** Opening Extract provided block **
R: Perform statistical analysis of tightness for branches of a...

SigTree {TBEST}

R Documentation

Perform statistical analysis of tightness for branches of a hierarchical cluster.

Description

Description: Given data from which a hierarchical tree is grown, compute measures of tightness for each branch, sample from the null distribution of these measures in the randomized data and compute the corresponding p-values.

Usage

SigTree(myinput,mystat=c("all","fldc","bldc","fldcc","slb"),
        mymethod="complete",mymetric="euclidean",rand.fun=NA,
        by.block=NA,distrib=c("vanilla","Rparallel"),Ptail=TRUE,
        tailmethod=c("ML","MOM"),njobs=1,seed=NA,
        Nperm=ifelse(Ptail,1000,1000*nrow(myinput)),
        metric.args=list(),rand.args=list())

Arguments

`myinput`	A matrix with rows corresponding to items to be clustered.
`mystat`	A character string specifying the measures of tightness to be computed and evaluated for significance of finding. See Details for the definitions of these measures. If `"all"` is chosen, all the first three measures, `"fldc"`, `"bldc"` and `"fldcc"`, and the corresponding p-values are computed. Otherwise, only the specified measure and its p-value are computed.
`mymethod`	A character string specifying the linkage method for hierarchical clustering, to be used by the `hclust` function. See `hclust` argument `method` for method options.
`mymetric`	A character string specifying the definition of dissimilarity (distance) among the data items. The options, in addition to those for the argument `method` of the `dist` functiton, are `"pearson"`,`"kendall"`, and `"spearman"`. If one of the latter three is chosen, the distances are computed as `as.dist(1 -` `cor(myinput))`, with the corresponding option for the `method` argument of the `cor` function.It can also be a character string specifying a user supplied dissimilarity (distance) function for `myinput`. See `details` and `examples` below for further explanation.
`rand.fun`	A character string specifying the permutation method to be applied to `myinput`. If NA(default), no permutation is performed. `"shuffle.column"` performs a random permutation independently within each column. With `"shuffle.block"`, a random permutation is performed independently within each block of columns, as specified by the `by.block` argument, and independently from the other blocks. It can also be a character string specifying a user supplied randomization function for `myinput`. See `details` and `examples` below for further explanation.
`by.block`	A vector of the same length as the column dimension of `myinput`, to specify the blocking of columns of `myinput`. It is used in conjunction with `rand.fun` `= "shuffle.block"`, and is ignored otherwise.
`distrib`	One of `"vanilla", "Rparallel"` to specify the distributed computing option for the cluster assignment step. For `"vanilla"` (default) no distributed computing is performed. For `"Rparallel"` the `parallel` package of `R` core is used for multi-core processing.
** Closing Extract provided block **
** Opening Extracted entries block **
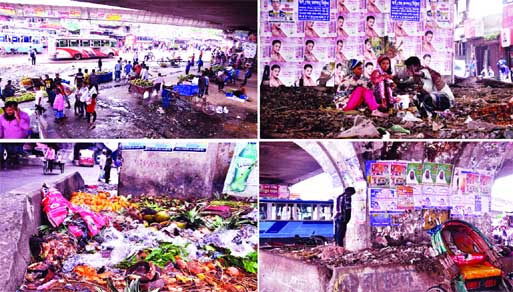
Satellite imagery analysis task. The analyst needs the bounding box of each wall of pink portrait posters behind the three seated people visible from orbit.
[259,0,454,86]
** Closing Extracted entries block **
** Opening Extracted entries block **
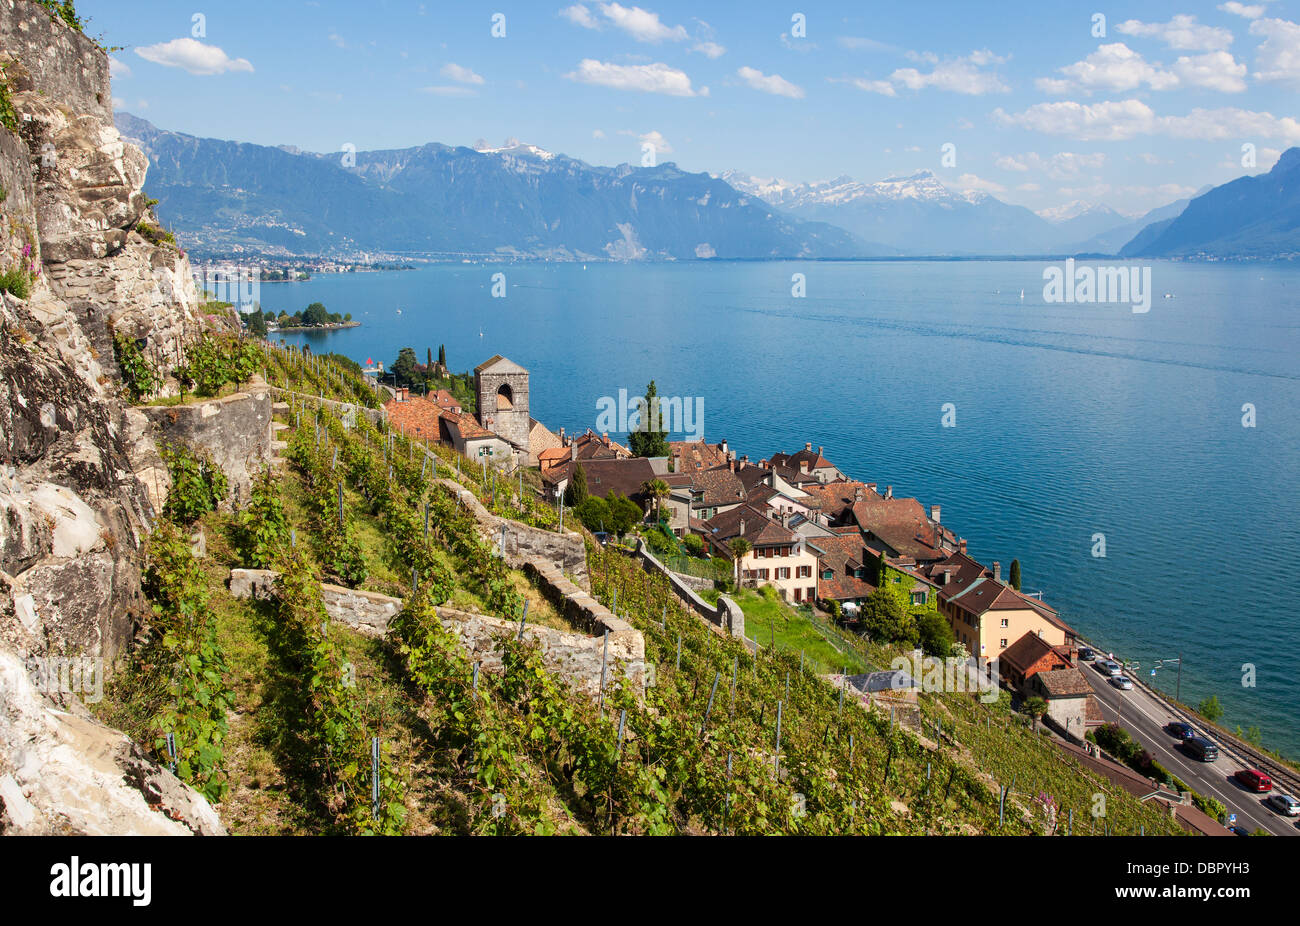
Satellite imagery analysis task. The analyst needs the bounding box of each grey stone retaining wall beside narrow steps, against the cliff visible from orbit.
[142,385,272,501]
** Closing Extracted entries block **
** Opening Extracted entries block **
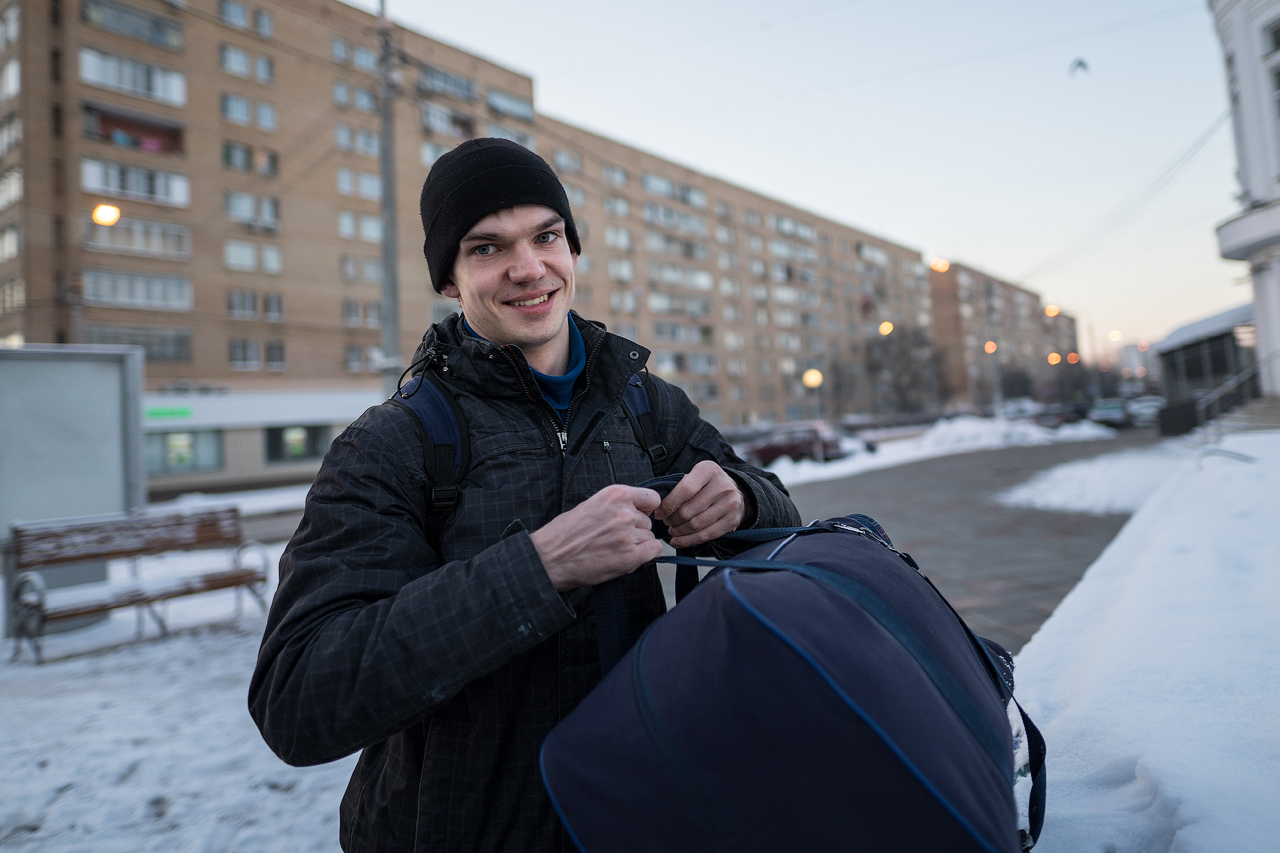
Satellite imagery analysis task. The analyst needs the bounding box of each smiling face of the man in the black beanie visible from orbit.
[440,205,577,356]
** Closing Extracted entries block **
=== Work instruction ===
Write the next part of the SigTree help page, starting after its description of the `distrib` argument.

=== Exercise result ===
`Ptail`	Logical. If `Ptail` is TRUE(default), the Generalized Pareto Distribution is used to approximate the tail of the null distribution for each of the chosen measures. Otherwise, empirical p-values are computed directly from the corresponding samples.
`tailmethod`	A character string only needed to be specified if the `Ptail` is set to TRUE. For `"ML"` the parameters of the Generalized Pareto Distribution are estimated by likelihood maximization; for `"MOM"` they are estimated by the method of moments.
`njobs`	A single integer specifying the number of worker jobs to create in case of distributed computation if `distrib = "Rparallel"`; ignored otherwise.
`seed`	An optional single integer value, to be used to set the random number generator seed (see `details`).
`Nperm`	A single integer specifying the size of a sample from the null distribution. See `details` for the default sample size.
`metric.args`	Additional arguments for user-supplied dissimilarity (distance) function. See `details` and `examples` below for further explanation.
`rand.args`	Additional arguments for user-supplied randomization function. See `details` and `examples` below for further explanation.

Details

When rand.fun is set to the name of a user supplied randomization function, the first argument of that function should be set to myinput. See examples below.

The measures of tightness are defined as follows. Denote a node in the tree by a, its sibling node by b, and their parent node by p. Let their respective geights be ha,hb,hp. Finally, let Sx mean that the measure S is computed for the node x. Then the definitions are

fldc:

Sa = (hp-ha)/hp

fldcc:

Sa = (hp-(ha-hb)/2)/ha

bldc:

Sp = (2*hp-ha-hb)/(2*hp)

slb:

Sp = 2*hp-ha-hb

The first three measures test tightnss of all internal nodes at the same time, while slb only tests two-way split of input data. The seed argument is optional. Setting the seed ensures reproducibility of sampling from the null distribution.

Value

If rand.fun is set to NA, the function returns a matrix whose rows correspond to the internal nodes of the tree and whose columns contain the tree structure as in the merge component of the class hclust; the height component of hclust;and columns tabulating the values of the measures of tightness specified by the mystat argument. If rand.fun is set to a specific randomization method, an object of class best is returned. See ?best for details.

Note

If mymetric or rand.fun is a customized function, make sure you have read and write permission for your working directory.

Author(s)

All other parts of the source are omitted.